Passage provided →
10 Biggest and Weirdest Things to Remember From Outer Range Season 1

10 Biggest and Weirdest Things to Remember From Outer Range Season 1

Prime Video’s Outer Range—one of the weirdest sci-fi series in recent memory, and among the weirdest sci-fi neo-Western series ever—is returning for a second season, which feels like a streaming miracle. You can likely thank the star power of Josh Brolin, who anchors the show’s oddball plot and tone with his performance as Royal Abbott, a Wyoming rancher dealing with family drama, neighbor drama, and cosmic drama… sometimes all at once.

If you didn’t watch season one, you have time to catch up: season two arrives May 16. Season two has a new showrunner, with Charles Murray (Luke Cage, Sons of Anarchy, Star Wars: The Clone Wars) replacing series creator Brian Watkins, and according to Brolin a big goal was making Outer Range a bitless confusing this time around. We’re OK with that—as long there’s no compromising on the weirdness. Thankfully, the trailer for season two suggests there’s still plenty of that in store.

But if you did watch season one, which premiered in April 2022, your memory might be a big foggy, because as Outer Range itself will remind you, “Time’s a motherfucker.” With that in mind, here are the 10 big takeaways (including some lingering questions) you’ll need to recall ahead of season two.

The hole

Image: Prime Video

Royal discovers an apparently bottomless hole lurking on one of his pastures in episode one—but as we come to learn, it’s not the first time in his life that he’s encountered it. The hole is a doorway that spans time, with unpredictable powers and fluid borders; the rocks and soil within the hole also share these mysterious properties. Though Royal tries to keep its existence a secret, most of the characters find out about it one way or another as Outer Range progresses, and some become dangerously obsessed with it.

The bar fight gone bad

Photo: Richard Foreman/Prime Video

The Abbott Ranch shares a fence line with the Tillerson Ranch, and there’s no love lost between the two families. Despite a patriarch in Wayne Tillerson who could kindly be described as “bonkers” (all hail Will Patton), the Tillersons are far wealthier than the Abbotts; they’d be right at home on Yellowstone. At the beginning of the season, we learn the Tillersons are disputing the property boundaries, claiming ownership of the very pasture that happens to contain the hole. (This is not a coincidence; Wayne knows exactly what he’s doing.)

There’s an ongoing rivalry between Royal’s sons, Rhett (Lewis Pullman) and Perry (Tom Pelphrey), and the similarly aged Luke (Shaun Sipos), Billy (Noah Reid), and Trevor Tillerson (Matt Lauria). The tension bubbles over in episode one when a drunken bar fight that starts with Rhett vs. Trevor becomes Perry vs. Trevor, followed by a barrage of punches so fierce that Trevor is killed. The fallout from this fatal brawl winds throughout the season, bedeviling Deputy Sheriff Joy Hawk (Tamara Podemski)—not just because it involves two prominent families, especially the deep-pocketed Tillersons, and not just because she’s hoping to be elected sheriff in a rapidly approaching local election. There’s also the hole-ness of it all.

Data →
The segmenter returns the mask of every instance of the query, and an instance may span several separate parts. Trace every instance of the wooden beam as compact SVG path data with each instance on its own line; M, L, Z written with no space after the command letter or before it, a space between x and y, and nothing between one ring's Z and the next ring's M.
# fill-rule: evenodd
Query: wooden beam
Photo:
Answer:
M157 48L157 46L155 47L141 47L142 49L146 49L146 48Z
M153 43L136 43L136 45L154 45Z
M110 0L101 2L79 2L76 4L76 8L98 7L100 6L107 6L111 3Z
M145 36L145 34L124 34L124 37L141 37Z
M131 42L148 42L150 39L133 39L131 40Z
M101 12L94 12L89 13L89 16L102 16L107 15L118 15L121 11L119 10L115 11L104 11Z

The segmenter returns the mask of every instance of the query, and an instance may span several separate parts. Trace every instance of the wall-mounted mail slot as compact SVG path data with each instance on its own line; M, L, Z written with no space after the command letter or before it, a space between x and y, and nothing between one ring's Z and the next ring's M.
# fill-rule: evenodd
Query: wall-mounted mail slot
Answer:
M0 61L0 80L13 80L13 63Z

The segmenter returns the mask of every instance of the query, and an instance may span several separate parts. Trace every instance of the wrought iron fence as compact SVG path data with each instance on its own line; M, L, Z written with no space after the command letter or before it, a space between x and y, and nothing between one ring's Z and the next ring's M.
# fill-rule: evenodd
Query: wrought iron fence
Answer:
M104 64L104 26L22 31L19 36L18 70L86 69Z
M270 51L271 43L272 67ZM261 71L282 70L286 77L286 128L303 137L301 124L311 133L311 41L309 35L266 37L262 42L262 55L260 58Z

About this exercise →
In the Outer Range article, who replaces series creator Brian Watkins as showrunner for season two?

Solved problem →
Charles Murray